== EXCERPT PROVIDED ==

Groonga-normalizer-mysql is a Groonga plugin. It provides MySQL
compatible normalizers and a custom normalizers to Groonga.

Here are MySQL compatible normalizers:

* `NormalizerMySQLGeneralCI` for `utf8mb4_general_ci`
* `NormalizerMySQLUnicodeCI` for `utf8mb4_unicode_ci`
* `NormalizerMySQLUnicode520CI` for `utf8mb4_unicode_520_ci`

Here are custom normalizers:

* `NormalizerMySQLUnicodeCIExceptKanaCIKanaWithVoicedSoundMark`
   * It's based on `NormalizerMySQLUnicodeCI`
* `NormalizerMySQLUnicode520CIExceptKanaCIKanaWithVoicedSoundMark`
   * It's based on `NormalizerMySQLUnicode520CI`

They are self-descriptive name but long. They are variant normalizers
of `NormalizerMySQLUnicodeCI` and `NormalizerMySQLUnicode520CI`. They
have different behaviors. The followings are the different
behaviors. They describes with
`NormalizerMySQLUnicodeCIExceptKanaCIKanaWithVoicedSoundMark` but they
are true for
`NormalizerMySQLUnicode520CIExceptKanaCIKanaWithVoicedSoundMark`.

===

• **PROBLEM DESCRIPTION**: Reproduce the Groonga-normalizer-mysql description above in full, word for word, with all of its lines, backticks and list markers intact.

== GIVEN INFORMATION ==

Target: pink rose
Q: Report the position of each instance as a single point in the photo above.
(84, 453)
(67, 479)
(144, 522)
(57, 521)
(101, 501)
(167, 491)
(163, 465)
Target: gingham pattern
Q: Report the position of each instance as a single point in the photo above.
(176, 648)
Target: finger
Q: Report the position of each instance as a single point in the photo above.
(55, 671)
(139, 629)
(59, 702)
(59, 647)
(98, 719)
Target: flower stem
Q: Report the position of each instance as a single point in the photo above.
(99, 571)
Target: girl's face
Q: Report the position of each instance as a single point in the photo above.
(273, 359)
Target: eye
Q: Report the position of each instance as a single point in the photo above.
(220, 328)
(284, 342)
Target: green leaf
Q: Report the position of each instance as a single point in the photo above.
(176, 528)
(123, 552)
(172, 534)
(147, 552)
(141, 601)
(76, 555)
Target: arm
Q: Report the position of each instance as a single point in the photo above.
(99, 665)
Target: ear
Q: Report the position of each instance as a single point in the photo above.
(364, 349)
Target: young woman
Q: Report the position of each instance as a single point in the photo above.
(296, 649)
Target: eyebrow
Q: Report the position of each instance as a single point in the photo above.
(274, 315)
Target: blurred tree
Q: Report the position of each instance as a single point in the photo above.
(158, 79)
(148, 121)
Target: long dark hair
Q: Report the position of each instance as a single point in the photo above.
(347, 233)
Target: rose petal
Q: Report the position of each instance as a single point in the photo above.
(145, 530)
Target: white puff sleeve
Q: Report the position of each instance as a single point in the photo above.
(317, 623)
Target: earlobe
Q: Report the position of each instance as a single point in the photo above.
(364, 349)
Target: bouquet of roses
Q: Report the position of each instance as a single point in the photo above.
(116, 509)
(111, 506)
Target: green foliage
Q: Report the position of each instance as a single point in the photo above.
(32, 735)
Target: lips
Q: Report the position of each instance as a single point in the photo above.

===

• **CORRECT RESULT**:
Groonga-normalizer-mysql is a Groonga plugin. It provides MySQL
compatible normalizers and a custom normalizers to Groonga.

Here are MySQL compatible normalizers:

* `NormalizerMySQLGeneralCI` for `utf8mb4_general_ci`
* `NormalizerMySQLUnicodeCI` for `utf8mb4_unicode_ci`
* `NormalizerMySQLUnicode520CI` for `utf8mb4_unicode_520_ci`

Here are custom normalizers:

* `NormalizerMySQLUnicodeCIExceptKanaCIKanaWithVoicedSoundMark`
   * It's based on `NormalizerMySQLUnicodeCI`
* `NormalizerMySQLUnicode520CIExceptKanaCIKanaWithVoicedSoundMark`
   * It's based on `NormalizerMySQLUnicode520CI`

They are self-descriptive name but long. They are variant normalizers
of `NormalizerMySQLUnicodeCI` and `NormalizerMySQLUnicode520CI`. They
have different behaviors. The followings are the different
behaviors. They describes with
`NormalizerMySQLUnicodeCIExceptKanaCIKanaWithVoicedSoundMark` but they
are true for
`NormalizerMySQLUnicode520CIExceptKanaCIKanaWithVoicedSoundMark`.